PAGE TEXT:
RE: [boost] Wave C++ Review Begins Today - February 7, 2005

-----Original Message----- From: boost-bounces@lists.boost.org [mailto:boost-bounces@lists.boost.org] On Behalf Of Hartmut Kaiser Sent: woensdag 9 februari 2005 14:42 To: boost@lists.boost.org Subject: RE: [boost] Wave C++ Review Begins Today - February 7, 2005
Michiel Salters wrote:
one serious bug in wave\cpplexer\re2clex\cpp_re2c_lexer.hpp: template <typename IteratorT, typename PositionT> inline lexer<IteratorT, PositionT>::lexer(IteratorT const &first, IteratorT const &last, PositionT const &pos, boost::wave::language_support language) : filename(pos.get_file()), at_eof(false) { memset(&scanner, '\0', sizeof(Scanner)); scanner.fd = -1; scanner.eol_offsets = aq_create(); scanner.first = scanner.act = (uchar *)&(*first); scanner.last = (uchar *)&(*last); ... [ IteratorT = std::string::iterator in the example ]
This assumes that the range [first,last] is dereferenacable and contiguous in memory. This of course is not mandated by the standard.
Yes, this is a known problem (see the Changelog file), I didn't realise, that it will assert on some systems. Seems, that I'll have to fix that soon ;-). This shouldn't be a problem on other systems, though, if you're using iterators acting on a continuous chunk of memory (such as std::string::iterator).

WHAT YOU WILL DO:
**a.** Can you reproduce the Wave lexer post word for word, starting with "Yes, this is" and going on through "(such as std::string::iterator)."?
**b.** Can you write the next part of the mailing-list post about the Wave lexer bug, picking up after its final sentence?

GIVEN INFORMATION:
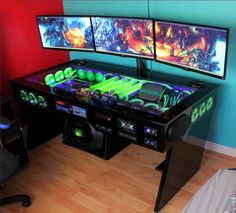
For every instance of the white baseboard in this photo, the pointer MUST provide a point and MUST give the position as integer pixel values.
(220, 148)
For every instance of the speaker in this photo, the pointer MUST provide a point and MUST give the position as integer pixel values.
(178, 128)
(12, 140)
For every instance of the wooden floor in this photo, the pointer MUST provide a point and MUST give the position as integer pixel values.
(63, 179)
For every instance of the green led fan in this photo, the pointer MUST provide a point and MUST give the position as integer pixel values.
(68, 72)
(59, 76)
(100, 77)
(42, 102)
(49, 79)
(90, 75)
(32, 99)
(81, 74)
(24, 95)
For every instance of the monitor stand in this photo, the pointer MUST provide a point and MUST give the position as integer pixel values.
(141, 68)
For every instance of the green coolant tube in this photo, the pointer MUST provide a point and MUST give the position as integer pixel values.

ANSWERS TO THE EXERCISES:
**a.**
Yes, this is a known problem (see the Changelog file), I didn't realise, that it will assert on some systems. Seems, that I'll have to fix that soon ;-). This shouldn't be a problem on other systems, though, if you're using iterators acting on a continuous chunk of memory (such as std::string::iterator).

**b.**
No, you're mistaken here and in the Changelog as well. Even std::string::iterator doesn't have to refer to contiguous memory. std::vector<char>::iterator would, though, so I built a string around that and found the actual bug (and a VC8 bug as well I think). The bug is that context<IteratorT> stores the two iterators first and last as const&. The cpp example passed .begin() and .end(), which are temporaries and they go out of scope. The result is that the context ends up with references to destructed iterators. Again, the VC8 STL iterator debugging found the problem on first access. Line 281, cpp_context.hpp I really have to say Dinkumware did a fine job here, this would have been very hard to find without these checks.
OTOH this isn't exactly a problem in the preprocessor library, it's merely a problem of the re2c generated lexer used in the driver. The other provided lexer (SLEX based) won't expose this problem (i.e. the cpp_tokens example shouldn't assert).
Might be (didn't get there yet), but it too uses cpp_context.hpp, right? BTW, if you try VC8, mail me for the string class I used. Using std::vector<char> directly appears to trigger a VC 8(beta1) bug with typenames longer than 2KB Regards, Michiel Salters This e-mail and any attachment is for authorised use by the intended recipient(s) only. It may contain proprietary material, confidential information and/or be subject to legal privilege. It should not be copied, disclosed to, retained or used by, any other party. If you are not an intended recipient then please promptly delete this e-mail and any attachment and all copies and inform the sender. Thank you.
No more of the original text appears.